DOCUMENT>
* start *
Rejoice! We finally have Gluten Free Apple Turnovers that even the wheat-eaters will devour (if we let them). By VERY popular request, this recipe is shared with my love.
When I created my Gluten Free Puff (Rough Puff) Pastry a few months back and asked what you would like to see me make with it, Apple Turnovers was the most requested suggestion. How could I refuse?
Read on for the know-how and recipe that will take you back to your pre-Coeliac days and trips to the local bakery… Crisp and flaky pastry triangled around buttery, caramelised apples… Temptingly delicious with or without whipped cream.
The history of Apple Turnovers
Now here’s the thing. Apple Turnovers were such a ubiquitous part of my childhood, that I grew up thinking they were British. It turns out I was wrong! Because like so many pastry delights, this humble hand-held apple pie has its origins in 17th Century France… As the Chausson aux Pommes.
* end *
WHAT IS ASKED> Carry the gluten-free apple turnover text forward from its last sentence, keeping to its voice and subject. The material has no connection to the apple turnover text.

DATA PROVIDED>
* start *
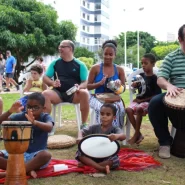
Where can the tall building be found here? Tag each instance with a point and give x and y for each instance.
* end *
THE ANSWER>
The story goes that back in 1630, there was a health epidemic in St Calais in the Sarthe region of France. To help relieve the suffering, the lady of the town (the chatelaine) gave flour and apples to the town’s poor… Out of this was created the pastry we now know and love as Apple Turnovers.
The health of the population improved and (unlikely as it is) this was put down to the pies… Either way, a medieval celebration ensued. And now, every year on the first weekend in September, the Fête du Chausson aux Pommes is held to honour its miraculous history.
What is the best pastry for making Gluten Free Apple Turnovers?
Traditionally, Apple Turnovers are made with puff pastry. And while there are various gluten free shortcrust imposters out there, I take the view that Coeliacs and gluten-avoiders deserve tradition and deserve the best.
Although commercially-made gluten free puff pastry is now available in supermarkets (and if you wish to use it go ahead), I find it to be excessively oily, sometimes a little odd in flavour and lacking the necessary flake and puff. Thus, for truly buttery, flaky and light Gluten Free Apple Turnovers that rival their wheat cousins, you’ll need to make your own.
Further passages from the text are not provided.